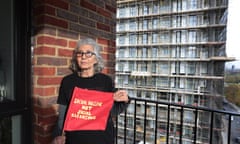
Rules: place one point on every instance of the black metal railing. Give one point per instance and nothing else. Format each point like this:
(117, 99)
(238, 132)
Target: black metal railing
(154, 122)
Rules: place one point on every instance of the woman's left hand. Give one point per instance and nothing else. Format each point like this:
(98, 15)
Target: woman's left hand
(121, 96)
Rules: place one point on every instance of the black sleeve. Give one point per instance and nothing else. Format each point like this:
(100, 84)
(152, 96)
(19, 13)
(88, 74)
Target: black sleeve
(59, 126)
(118, 107)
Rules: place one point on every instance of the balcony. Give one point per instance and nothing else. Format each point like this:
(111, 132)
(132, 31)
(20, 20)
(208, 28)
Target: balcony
(154, 122)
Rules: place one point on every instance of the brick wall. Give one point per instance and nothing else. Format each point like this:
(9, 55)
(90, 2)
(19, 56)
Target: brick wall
(57, 25)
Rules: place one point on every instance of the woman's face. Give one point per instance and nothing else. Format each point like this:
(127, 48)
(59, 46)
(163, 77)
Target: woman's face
(86, 57)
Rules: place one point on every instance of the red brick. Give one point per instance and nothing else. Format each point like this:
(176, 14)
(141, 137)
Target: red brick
(44, 9)
(63, 71)
(44, 71)
(103, 27)
(45, 50)
(46, 101)
(46, 40)
(58, 3)
(46, 120)
(44, 19)
(72, 44)
(111, 8)
(104, 12)
(61, 42)
(46, 91)
(65, 52)
(53, 61)
(86, 4)
(49, 80)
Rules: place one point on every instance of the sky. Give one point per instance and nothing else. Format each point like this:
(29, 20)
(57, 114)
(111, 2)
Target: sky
(233, 32)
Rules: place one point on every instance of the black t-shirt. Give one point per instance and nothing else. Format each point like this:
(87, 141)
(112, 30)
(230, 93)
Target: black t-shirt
(100, 82)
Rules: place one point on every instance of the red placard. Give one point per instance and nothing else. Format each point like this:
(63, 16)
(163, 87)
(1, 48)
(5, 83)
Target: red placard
(88, 110)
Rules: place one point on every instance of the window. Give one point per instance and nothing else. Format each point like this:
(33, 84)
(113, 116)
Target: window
(132, 52)
(154, 52)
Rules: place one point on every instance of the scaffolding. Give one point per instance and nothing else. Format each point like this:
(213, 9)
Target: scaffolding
(172, 50)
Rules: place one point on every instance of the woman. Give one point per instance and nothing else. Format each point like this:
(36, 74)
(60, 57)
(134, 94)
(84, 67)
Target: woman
(87, 65)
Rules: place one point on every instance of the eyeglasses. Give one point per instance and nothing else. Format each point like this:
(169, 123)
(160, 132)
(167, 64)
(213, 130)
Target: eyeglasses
(87, 54)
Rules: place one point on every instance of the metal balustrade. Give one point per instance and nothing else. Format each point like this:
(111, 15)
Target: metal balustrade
(156, 122)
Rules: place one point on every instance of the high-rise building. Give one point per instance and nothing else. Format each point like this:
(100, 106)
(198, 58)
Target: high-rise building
(174, 51)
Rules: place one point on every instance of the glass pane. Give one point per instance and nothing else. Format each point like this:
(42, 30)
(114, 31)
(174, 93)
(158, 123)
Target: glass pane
(6, 48)
(10, 128)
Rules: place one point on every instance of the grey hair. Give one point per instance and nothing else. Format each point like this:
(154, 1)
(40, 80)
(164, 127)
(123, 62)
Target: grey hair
(98, 67)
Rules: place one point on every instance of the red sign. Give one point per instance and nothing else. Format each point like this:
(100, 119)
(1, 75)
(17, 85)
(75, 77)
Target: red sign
(88, 110)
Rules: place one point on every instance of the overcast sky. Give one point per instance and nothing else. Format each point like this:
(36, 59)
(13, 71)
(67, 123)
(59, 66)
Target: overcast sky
(233, 29)
(233, 33)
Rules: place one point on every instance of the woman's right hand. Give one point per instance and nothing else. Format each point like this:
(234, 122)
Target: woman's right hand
(59, 140)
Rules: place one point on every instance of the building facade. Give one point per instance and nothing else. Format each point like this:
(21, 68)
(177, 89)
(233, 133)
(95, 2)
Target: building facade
(173, 51)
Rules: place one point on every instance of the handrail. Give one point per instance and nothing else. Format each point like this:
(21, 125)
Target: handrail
(131, 134)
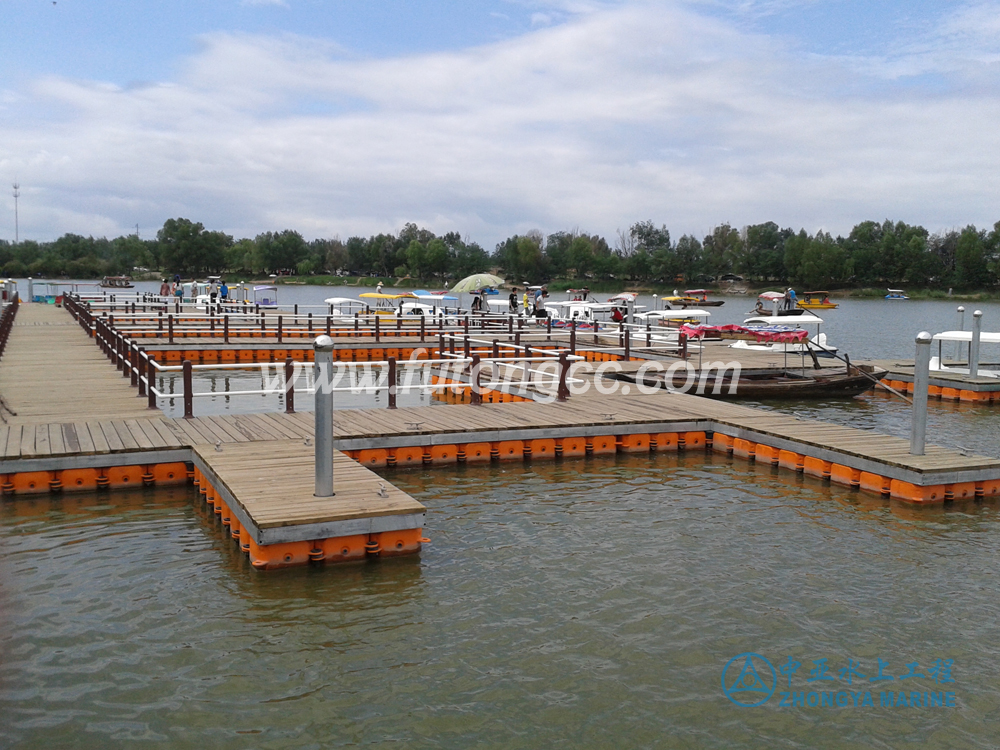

• [YOUR TASK] Rewrite the listing from the line that has "Rules: place one point on every instance of the building" through its end, swapping "handrail" for "banister" and keeping everything else the same. Leave the pictures out.

• [FULL RESPONSE]
Rules: place one point on every instance of the building facade. Give one point per instance and nothing else. Format each point like this:
(21, 68)
(177, 89)
(233, 133)
(95, 2)
Target: building facade
(173, 51)
Rules: place one point on every instance of the banister. Give one point per instance and nothing else. Format each point like this:
(21, 125)
Target: banister
(131, 134)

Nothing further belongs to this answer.